>>>>>

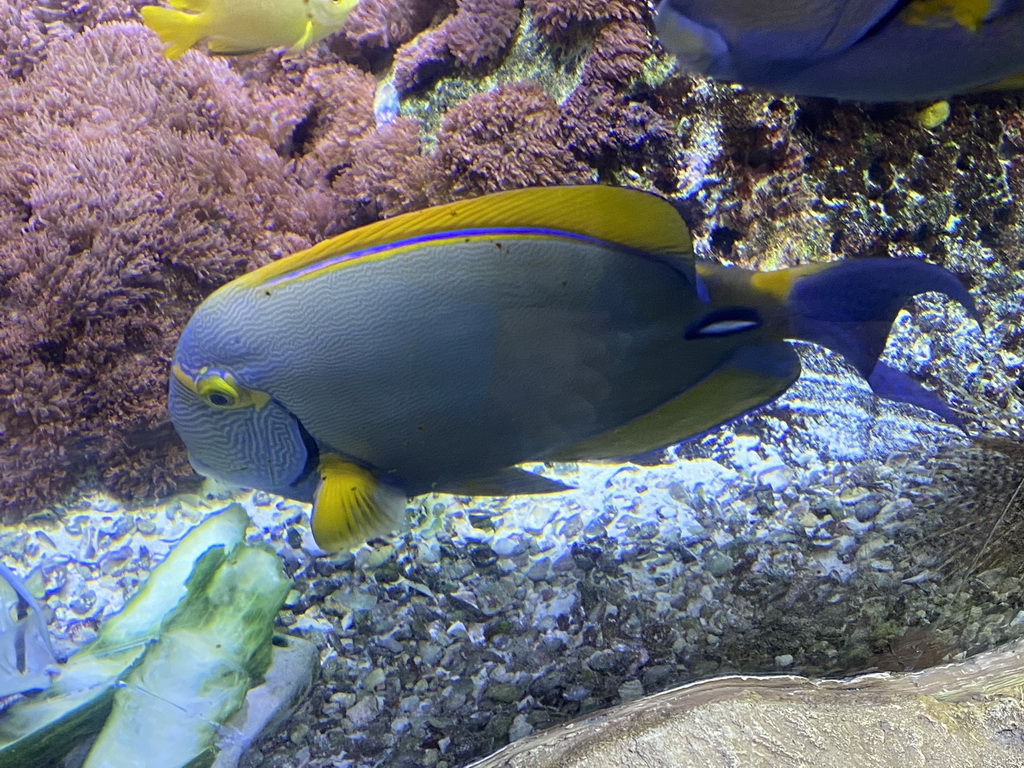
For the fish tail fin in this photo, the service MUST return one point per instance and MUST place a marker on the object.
(178, 30)
(351, 506)
(849, 307)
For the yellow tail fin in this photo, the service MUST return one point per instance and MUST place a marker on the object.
(178, 30)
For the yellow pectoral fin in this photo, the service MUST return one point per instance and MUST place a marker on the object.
(350, 506)
(755, 376)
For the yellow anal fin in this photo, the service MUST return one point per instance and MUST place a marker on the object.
(351, 506)
(628, 217)
(752, 377)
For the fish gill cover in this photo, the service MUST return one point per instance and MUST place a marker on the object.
(132, 186)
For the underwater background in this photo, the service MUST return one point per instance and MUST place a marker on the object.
(827, 534)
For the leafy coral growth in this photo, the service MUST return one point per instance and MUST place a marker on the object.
(118, 219)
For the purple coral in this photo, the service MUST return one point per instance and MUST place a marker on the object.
(505, 139)
(560, 18)
(117, 220)
(388, 24)
(477, 33)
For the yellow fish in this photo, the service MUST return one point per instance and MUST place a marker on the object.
(245, 26)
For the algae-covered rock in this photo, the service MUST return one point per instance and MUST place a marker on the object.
(964, 714)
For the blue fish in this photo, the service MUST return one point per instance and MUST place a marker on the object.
(871, 50)
(438, 349)
(27, 658)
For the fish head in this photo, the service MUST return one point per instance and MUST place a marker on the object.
(233, 430)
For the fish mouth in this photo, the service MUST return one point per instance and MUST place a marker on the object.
(312, 455)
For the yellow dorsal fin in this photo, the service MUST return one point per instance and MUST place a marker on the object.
(350, 506)
(628, 217)
(754, 377)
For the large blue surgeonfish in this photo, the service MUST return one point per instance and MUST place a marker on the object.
(872, 50)
(437, 349)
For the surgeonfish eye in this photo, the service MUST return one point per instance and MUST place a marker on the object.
(218, 390)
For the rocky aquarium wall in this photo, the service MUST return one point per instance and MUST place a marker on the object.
(827, 534)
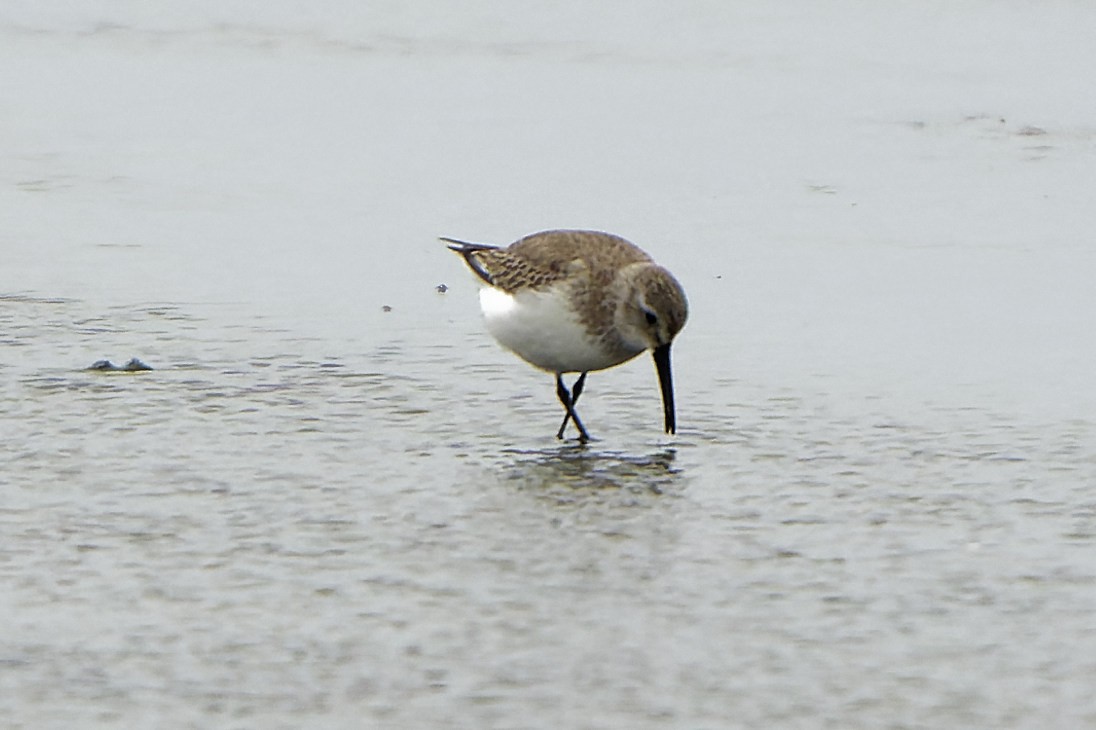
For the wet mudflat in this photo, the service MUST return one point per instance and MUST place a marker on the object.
(334, 502)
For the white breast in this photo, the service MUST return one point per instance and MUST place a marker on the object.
(541, 329)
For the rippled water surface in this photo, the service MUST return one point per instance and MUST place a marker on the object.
(335, 503)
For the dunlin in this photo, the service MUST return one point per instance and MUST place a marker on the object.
(578, 300)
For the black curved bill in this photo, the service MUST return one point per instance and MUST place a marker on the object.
(666, 383)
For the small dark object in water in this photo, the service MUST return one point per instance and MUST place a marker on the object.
(106, 366)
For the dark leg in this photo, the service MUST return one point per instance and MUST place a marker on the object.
(569, 401)
(574, 399)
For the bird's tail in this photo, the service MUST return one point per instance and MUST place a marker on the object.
(468, 251)
(465, 247)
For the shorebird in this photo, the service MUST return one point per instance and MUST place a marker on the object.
(575, 301)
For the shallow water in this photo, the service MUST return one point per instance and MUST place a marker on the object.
(316, 512)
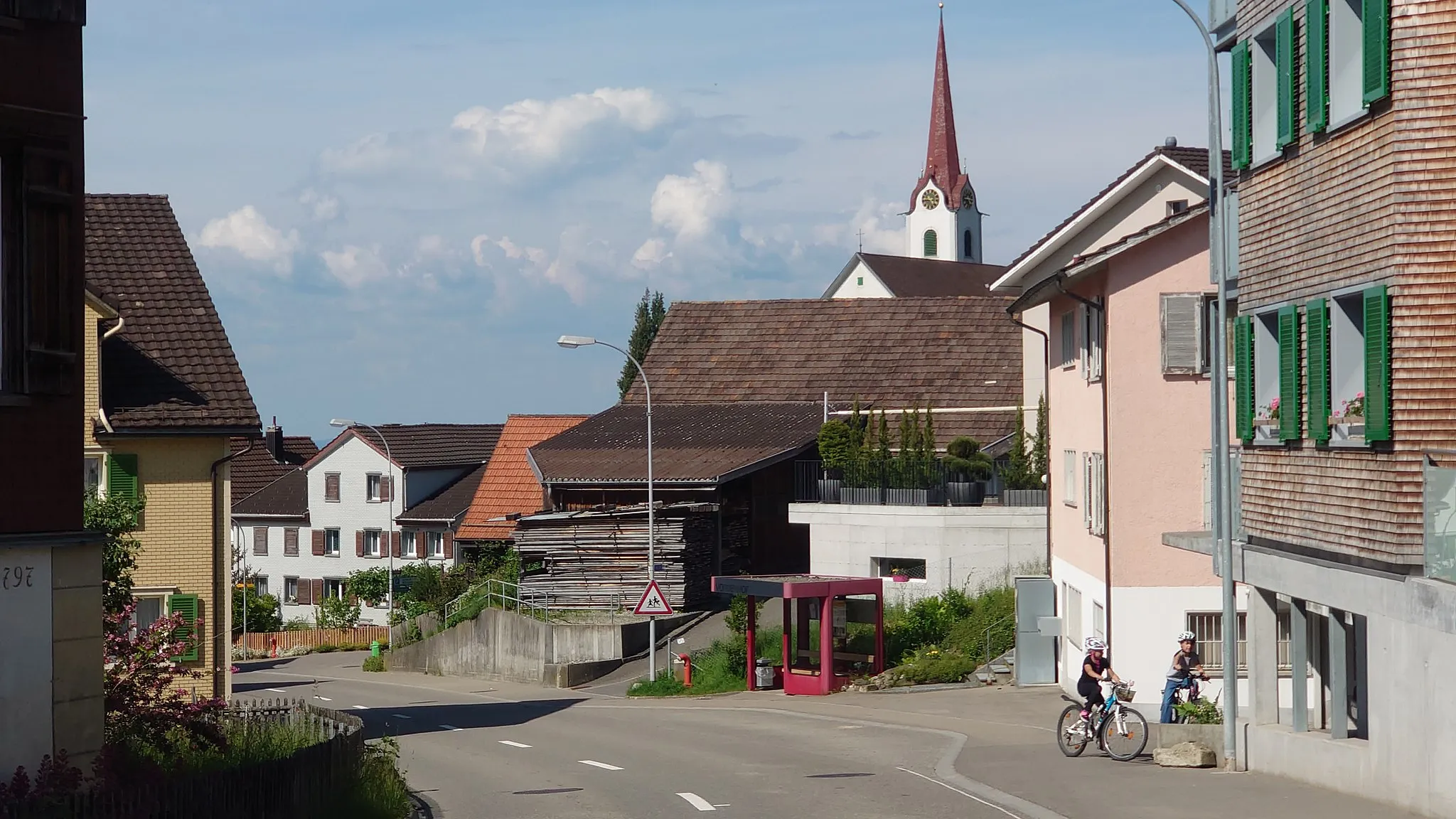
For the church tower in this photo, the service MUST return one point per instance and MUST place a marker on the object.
(944, 220)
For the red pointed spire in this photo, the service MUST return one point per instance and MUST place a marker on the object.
(943, 156)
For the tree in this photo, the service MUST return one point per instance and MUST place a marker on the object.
(650, 314)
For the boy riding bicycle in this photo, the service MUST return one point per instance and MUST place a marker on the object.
(1186, 668)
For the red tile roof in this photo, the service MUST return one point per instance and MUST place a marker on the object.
(508, 484)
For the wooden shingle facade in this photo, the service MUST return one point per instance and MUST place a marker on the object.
(1356, 206)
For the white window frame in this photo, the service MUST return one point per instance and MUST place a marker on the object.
(1264, 97)
(1069, 477)
(1346, 75)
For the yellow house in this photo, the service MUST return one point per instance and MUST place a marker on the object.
(164, 398)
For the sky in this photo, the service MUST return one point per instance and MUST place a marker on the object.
(398, 208)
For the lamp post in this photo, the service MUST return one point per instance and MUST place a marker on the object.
(389, 528)
(1222, 477)
(571, 343)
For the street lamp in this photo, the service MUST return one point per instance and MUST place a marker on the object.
(571, 343)
(389, 537)
(1222, 477)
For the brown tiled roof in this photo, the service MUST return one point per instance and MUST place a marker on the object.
(171, 366)
(257, 469)
(449, 503)
(954, 353)
(690, 442)
(430, 445)
(510, 486)
(287, 494)
(914, 276)
(1194, 159)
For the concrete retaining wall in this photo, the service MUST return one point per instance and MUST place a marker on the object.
(500, 645)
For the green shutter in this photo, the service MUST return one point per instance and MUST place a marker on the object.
(1285, 72)
(1241, 104)
(1289, 417)
(1317, 65)
(186, 605)
(1317, 368)
(1376, 19)
(122, 476)
(1378, 363)
(1244, 376)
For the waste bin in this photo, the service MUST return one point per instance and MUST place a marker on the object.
(764, 674)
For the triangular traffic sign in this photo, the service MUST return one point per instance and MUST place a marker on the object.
(653, 602)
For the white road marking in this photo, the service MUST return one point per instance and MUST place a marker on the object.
(698, 802)
(960, 792)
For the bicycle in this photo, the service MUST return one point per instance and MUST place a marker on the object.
(1118, 727)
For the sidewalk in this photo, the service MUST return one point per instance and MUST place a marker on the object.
(1011, 746)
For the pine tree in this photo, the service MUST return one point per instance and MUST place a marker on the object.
(651, 309)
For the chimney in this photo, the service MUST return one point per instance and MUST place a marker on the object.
(273, 439)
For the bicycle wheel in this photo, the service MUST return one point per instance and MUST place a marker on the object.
(1125, 734)
(1072, 737)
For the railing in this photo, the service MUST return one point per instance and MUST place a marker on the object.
(305, 784)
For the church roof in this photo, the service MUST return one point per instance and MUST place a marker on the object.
(943, 158)
(916, 277)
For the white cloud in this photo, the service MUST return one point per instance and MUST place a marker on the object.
(692, 205)
(355, 266)
(322, 206)
(545, 130)
(250, 233)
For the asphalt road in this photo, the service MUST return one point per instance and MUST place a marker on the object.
(501, 749)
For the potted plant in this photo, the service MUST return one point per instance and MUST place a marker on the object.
(835, 445)
(967, 469)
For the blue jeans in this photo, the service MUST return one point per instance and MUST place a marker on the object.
(1169, 688)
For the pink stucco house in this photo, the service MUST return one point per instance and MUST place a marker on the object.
(1126, 291)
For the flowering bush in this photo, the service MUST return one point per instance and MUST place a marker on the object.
(1354, 405)
(143, 700)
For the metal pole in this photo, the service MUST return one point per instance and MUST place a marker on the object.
(1219, 382)
(651, 522)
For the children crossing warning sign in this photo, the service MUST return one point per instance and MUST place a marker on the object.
(653, 602)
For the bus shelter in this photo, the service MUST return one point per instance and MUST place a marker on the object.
(819, 653)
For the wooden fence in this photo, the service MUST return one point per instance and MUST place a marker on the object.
(301, 786)
(314, 637)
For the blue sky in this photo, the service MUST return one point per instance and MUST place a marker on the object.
(398, 208)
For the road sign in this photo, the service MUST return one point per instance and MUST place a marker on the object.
(653, 602)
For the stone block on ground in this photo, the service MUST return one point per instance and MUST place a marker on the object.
(1186, 755)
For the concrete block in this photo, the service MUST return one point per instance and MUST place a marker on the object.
(1186, 755)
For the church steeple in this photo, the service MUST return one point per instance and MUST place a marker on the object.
(944, 219)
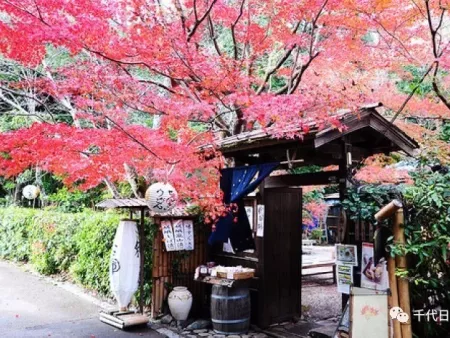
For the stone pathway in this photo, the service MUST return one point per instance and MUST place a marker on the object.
(200, 328)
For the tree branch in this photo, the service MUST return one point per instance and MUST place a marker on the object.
(199, 21)
(233, 26)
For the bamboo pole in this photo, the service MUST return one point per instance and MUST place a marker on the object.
(403, 283)
(393, 297)
(142, 254)
(387, 211)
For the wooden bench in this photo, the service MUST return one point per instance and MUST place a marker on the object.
(332, 265)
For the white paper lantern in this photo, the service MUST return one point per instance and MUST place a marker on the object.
(162, 197)
(31, 192)
(125, 263)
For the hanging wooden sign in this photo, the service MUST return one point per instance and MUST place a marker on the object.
(169, 238)
(178, 231)
(178, 234)
(188, 234)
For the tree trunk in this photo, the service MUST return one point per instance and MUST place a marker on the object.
(112, 188)
(132, 178)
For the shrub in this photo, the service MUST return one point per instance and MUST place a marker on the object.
(94, 241)
(75, 243)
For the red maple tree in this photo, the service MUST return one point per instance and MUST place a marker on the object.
(207, 69)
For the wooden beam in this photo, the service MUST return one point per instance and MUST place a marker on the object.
(298, 180)
(352, 125)
(398, 138)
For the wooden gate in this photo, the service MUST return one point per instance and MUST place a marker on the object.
(281, 282)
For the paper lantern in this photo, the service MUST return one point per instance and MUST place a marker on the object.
(31, 192)
(162, 197)
(125, 263)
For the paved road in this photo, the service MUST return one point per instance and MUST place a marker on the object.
(33, 307)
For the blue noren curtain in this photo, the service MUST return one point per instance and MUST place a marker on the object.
(236, 183)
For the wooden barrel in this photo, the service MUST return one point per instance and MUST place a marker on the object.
(230, 309)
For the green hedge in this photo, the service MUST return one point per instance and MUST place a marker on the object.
(75, 243)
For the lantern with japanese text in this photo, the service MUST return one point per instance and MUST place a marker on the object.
(161, 197)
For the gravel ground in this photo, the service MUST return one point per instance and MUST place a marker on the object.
(320, 299)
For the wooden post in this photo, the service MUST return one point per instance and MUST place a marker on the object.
(141, 253)
(403, 283)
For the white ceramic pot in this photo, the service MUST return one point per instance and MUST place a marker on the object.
(180, 302)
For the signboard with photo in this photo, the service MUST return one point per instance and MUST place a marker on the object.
(344, 278)
(346, 254)
(374, 275)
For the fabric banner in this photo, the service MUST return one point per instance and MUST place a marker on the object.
(236, 183)
(125, 262)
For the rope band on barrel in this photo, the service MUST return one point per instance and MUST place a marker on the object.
(229, 297)
(231, 321)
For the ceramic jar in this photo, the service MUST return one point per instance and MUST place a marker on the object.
(180, 302)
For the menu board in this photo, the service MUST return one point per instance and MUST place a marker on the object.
(169, 238)
(260, 221)
(249, 211)
(188, 234)
(178, 230)
(178, 234)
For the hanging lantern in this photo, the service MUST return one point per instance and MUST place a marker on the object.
(31, 192)
(162, 197)
(125, 263)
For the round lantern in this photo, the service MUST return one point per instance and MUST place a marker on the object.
(31, 192)
(125, 263)
(161, 197)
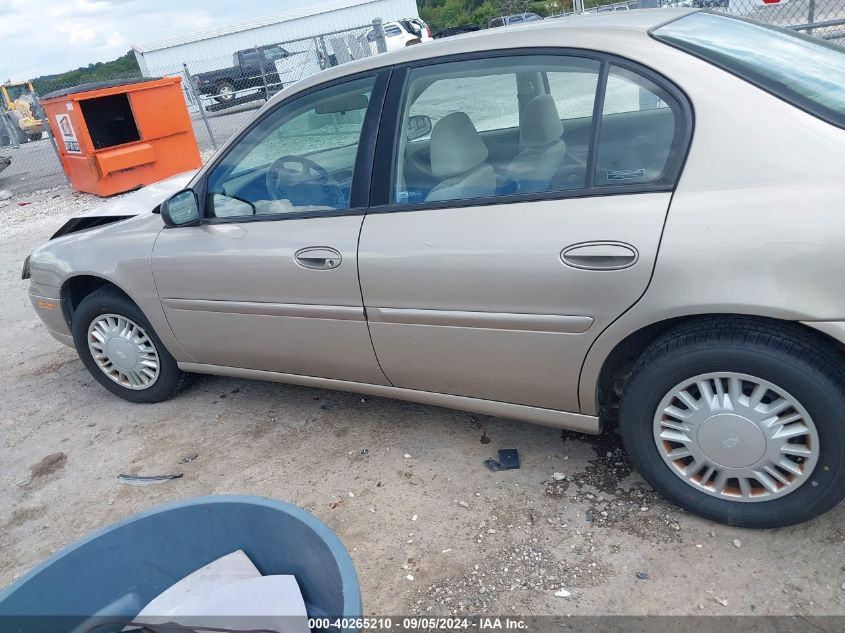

<<<<<

### Your instructions
Copy out every line in the material above that contains the string "ceramic". Case matters.

### The response
For the white ceramic pot in this photo, the service MUST return one point per instance and MUST place a marker on the object.
For the ceramic jar in this photo, the service MUST return one point per instance and MUST place a marker on the object.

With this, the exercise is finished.